§ Extract provided
Put FAIR principles into practice and enjoy your data!
There is a growing demand for quality criteria for research datasets stored, managed and shared in reliable and trustworthy way. The FAIR Data in Trustworthy Data Repositories Webinar - held on 12-13 December, 2016 - shed light on FAIR principles, Trustworthy Digital Repositories and a possible way of operationalizing the FAIR principles.
During the webinar, Dr Peter Doorn (from Data Archiving and Networked Services: DANS) and Dr Ingrid Dillo (DANS) presented and compared the two sets of principles and discussed their tangible operationalization.
The presenters would highly appreciate feedback from the audience on the ideas regarding matching between FAIR principles and Trustworthy Digital Repositories. The Webinar was co-organised by DANS, EUDAT and OpenAIRE.
Many might have a question: Everybody wants to play FAIR research, but how do we put the principles into practice?
There is a growing demand for quality criteria for research datasets. A number of approaches and recommendation to tackling this issue are proposed by DSA (Data Seal of Approval for data repositories) and FAIR (Findable, Accessible, Interoperable and Reusable) principles. These two recommendations do not make value judgements about the content of datasets, but rather qualify the fitness for data reuse in an impartial and measurable way.
By bringing the ideas of the DSA and FAIR together - that get as close as possible to giving quality criteria for research data - you will be also able to perform an operationalization of DSA & FAIR principles in any certified Trustworthy Digital Repository.
FAIR Guiding Principles versus DSA
In 2014 the FAIR Guiding Principles were formulated. The well-chosen FAIR acronym is highly attractive: it is one of these ideas that almost automatically get stuck in your mind once you have heard it. In a relatively short term, the FAIR data principles have been adopted by many stakeholder groups, including research funders.
The FAIR principles are remarkably similar to the underlying principles of the aforementioned DSA (2005) that asserts that the reliable data:
- can be found on the Internet,
- are accessible (clear rights and licenses),
- are in a usable format [there is no universal agreement, general exists],
- are identified in a unique and persistent way so that they can be referred to.
Essentially, the DSA presents quality criteria for digital repositories, whereas the FAIR principles target individual datasets.
Opening the webinar, Dr Peter Doorn briefly introduced:
1. DANS Services that promotes sustained access to digital research data. DANS developed the DSA (Data Seal of Approval for data repositories). At the moment over 60 seals acquired around the globe, but with the focus on Europe.
2. NARCIS - National Academic Research and Collaborations Information System. The metadata of the publications and datasets within NARCIS, such as title or author's name, can be reused in other services (18 services currently harvest the aggregated publications within NARCIS).
4. The Trusted Repositories Audit & Certification: Criteria and Checklist (TRAC) evaluation tool.

§ Task description
Please reproduce, word for word, the stretch of the FAIR principles article from "The FAIR principles are" through "be referred to.".

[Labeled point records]
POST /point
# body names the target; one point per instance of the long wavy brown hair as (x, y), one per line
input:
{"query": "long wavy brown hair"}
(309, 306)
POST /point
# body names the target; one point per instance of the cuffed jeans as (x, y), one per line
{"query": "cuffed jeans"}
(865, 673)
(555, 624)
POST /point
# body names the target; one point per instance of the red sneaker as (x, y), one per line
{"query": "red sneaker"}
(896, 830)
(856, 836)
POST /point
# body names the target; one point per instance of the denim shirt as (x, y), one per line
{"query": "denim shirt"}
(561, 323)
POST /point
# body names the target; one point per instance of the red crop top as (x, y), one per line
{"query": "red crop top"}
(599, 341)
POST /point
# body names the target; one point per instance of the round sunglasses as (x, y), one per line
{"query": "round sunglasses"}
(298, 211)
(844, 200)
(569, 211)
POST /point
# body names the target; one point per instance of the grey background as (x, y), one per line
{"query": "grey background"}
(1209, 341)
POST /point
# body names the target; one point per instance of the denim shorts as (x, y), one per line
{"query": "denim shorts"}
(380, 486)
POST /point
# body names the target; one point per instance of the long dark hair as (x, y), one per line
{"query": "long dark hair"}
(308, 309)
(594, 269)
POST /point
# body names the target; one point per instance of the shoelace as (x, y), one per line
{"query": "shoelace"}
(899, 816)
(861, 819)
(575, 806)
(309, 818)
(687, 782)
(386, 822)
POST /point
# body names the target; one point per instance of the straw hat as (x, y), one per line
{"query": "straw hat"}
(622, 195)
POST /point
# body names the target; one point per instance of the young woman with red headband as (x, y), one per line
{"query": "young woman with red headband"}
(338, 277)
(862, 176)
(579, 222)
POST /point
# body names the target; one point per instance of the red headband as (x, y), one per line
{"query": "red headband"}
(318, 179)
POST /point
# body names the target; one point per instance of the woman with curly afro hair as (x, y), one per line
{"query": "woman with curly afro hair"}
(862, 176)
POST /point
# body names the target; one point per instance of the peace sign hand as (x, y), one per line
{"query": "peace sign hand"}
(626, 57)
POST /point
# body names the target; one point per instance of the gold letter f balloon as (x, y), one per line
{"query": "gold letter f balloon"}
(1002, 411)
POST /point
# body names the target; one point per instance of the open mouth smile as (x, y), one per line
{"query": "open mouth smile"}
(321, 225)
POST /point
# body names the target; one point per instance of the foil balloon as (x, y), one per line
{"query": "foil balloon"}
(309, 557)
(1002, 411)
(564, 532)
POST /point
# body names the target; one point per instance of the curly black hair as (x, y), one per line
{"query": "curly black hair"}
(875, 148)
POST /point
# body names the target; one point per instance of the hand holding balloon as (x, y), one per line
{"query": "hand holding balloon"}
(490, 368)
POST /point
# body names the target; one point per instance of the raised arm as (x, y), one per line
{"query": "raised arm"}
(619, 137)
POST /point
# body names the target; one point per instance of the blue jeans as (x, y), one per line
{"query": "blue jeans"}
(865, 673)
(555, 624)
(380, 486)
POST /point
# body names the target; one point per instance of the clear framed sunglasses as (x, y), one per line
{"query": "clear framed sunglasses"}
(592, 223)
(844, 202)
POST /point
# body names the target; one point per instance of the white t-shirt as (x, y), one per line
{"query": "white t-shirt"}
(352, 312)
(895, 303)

§ Task output
The FAIR principles are remarkably similar to the underlying principles of the aforementioned DSA (2005) that asserts that the reliable data:
- can be found on the Internet,
- are accessible (clear rights and licenses),
- are in a usable format [there is no universal agreement, general exists],
- are identified in a unique and persistent way so that they can be referred to.